Count the lines in the records below that contain the string "covered", treating uppercase and lowercase letters as distinct. Give only the number.

————

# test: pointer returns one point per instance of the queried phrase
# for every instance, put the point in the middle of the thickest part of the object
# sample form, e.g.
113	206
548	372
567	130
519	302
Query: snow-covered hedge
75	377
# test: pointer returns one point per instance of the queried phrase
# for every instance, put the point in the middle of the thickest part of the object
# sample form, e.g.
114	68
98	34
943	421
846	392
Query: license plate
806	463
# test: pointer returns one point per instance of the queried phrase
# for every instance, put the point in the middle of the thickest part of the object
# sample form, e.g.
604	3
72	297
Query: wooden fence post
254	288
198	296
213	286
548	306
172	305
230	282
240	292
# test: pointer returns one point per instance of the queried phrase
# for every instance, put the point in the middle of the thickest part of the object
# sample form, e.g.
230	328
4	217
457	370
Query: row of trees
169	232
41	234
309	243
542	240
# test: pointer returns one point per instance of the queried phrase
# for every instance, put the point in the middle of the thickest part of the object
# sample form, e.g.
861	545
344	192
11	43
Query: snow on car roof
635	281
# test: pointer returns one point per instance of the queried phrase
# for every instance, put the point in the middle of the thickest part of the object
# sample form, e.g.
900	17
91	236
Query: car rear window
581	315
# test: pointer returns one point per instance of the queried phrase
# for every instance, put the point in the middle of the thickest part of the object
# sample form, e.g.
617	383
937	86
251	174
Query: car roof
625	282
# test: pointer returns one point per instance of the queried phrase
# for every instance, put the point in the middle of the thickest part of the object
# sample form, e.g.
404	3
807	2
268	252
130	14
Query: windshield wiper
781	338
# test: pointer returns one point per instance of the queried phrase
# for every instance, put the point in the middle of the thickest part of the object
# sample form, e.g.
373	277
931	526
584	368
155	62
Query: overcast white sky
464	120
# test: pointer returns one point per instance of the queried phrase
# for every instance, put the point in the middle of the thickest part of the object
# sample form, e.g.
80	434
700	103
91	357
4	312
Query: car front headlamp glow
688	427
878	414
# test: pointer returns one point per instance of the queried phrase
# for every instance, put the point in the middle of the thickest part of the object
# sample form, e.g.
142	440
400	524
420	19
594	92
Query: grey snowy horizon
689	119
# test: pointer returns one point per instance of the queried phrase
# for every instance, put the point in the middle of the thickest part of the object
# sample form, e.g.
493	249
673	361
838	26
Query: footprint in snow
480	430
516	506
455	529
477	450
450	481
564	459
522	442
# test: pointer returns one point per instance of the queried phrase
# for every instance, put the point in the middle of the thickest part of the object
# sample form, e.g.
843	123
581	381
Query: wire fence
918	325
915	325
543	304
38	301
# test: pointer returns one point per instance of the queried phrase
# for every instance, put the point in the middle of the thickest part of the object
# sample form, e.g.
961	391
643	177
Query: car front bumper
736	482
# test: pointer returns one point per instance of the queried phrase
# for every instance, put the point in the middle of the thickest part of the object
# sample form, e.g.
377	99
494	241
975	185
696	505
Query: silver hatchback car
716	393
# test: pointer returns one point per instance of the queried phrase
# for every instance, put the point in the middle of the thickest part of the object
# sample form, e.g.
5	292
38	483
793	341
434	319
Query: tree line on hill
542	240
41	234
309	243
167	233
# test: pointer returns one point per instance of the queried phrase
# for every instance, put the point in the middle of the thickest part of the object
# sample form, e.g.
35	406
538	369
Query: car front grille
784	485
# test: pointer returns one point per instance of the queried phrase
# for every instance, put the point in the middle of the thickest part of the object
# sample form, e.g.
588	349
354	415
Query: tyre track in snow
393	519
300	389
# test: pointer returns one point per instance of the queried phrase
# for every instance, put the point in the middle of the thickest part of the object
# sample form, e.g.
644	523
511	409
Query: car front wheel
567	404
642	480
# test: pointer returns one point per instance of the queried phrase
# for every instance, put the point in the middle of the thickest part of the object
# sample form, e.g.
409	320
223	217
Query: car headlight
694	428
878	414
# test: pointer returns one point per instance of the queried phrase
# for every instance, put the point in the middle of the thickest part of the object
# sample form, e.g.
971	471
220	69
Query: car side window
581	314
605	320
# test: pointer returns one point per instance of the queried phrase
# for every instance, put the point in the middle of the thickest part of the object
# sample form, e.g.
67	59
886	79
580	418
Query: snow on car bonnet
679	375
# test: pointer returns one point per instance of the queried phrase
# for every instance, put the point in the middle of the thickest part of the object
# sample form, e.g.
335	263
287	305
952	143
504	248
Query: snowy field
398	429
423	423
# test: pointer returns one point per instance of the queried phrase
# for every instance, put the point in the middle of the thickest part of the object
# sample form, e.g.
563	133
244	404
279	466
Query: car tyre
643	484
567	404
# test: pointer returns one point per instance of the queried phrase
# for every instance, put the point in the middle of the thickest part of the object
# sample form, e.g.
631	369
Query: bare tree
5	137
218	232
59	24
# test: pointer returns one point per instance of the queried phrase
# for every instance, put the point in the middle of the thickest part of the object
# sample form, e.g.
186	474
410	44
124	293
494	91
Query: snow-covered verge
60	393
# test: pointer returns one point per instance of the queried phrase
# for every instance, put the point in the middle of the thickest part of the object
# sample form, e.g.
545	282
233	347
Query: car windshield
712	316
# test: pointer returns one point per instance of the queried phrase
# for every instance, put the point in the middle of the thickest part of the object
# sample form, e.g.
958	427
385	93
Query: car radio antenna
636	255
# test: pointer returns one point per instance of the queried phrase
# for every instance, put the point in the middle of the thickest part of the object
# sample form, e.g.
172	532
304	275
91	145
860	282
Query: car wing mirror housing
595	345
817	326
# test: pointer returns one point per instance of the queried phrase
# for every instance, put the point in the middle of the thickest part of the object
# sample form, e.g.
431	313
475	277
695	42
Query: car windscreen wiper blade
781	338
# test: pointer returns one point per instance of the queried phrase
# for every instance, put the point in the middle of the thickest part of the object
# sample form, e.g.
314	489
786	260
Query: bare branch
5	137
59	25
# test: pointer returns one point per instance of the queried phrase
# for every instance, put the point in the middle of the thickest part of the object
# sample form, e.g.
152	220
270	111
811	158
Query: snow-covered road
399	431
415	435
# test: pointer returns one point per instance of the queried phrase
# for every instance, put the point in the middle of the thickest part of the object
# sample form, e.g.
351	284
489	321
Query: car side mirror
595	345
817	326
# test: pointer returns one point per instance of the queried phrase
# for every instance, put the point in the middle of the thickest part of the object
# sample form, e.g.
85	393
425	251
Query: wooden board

————

— EXERCISE RESULT —
3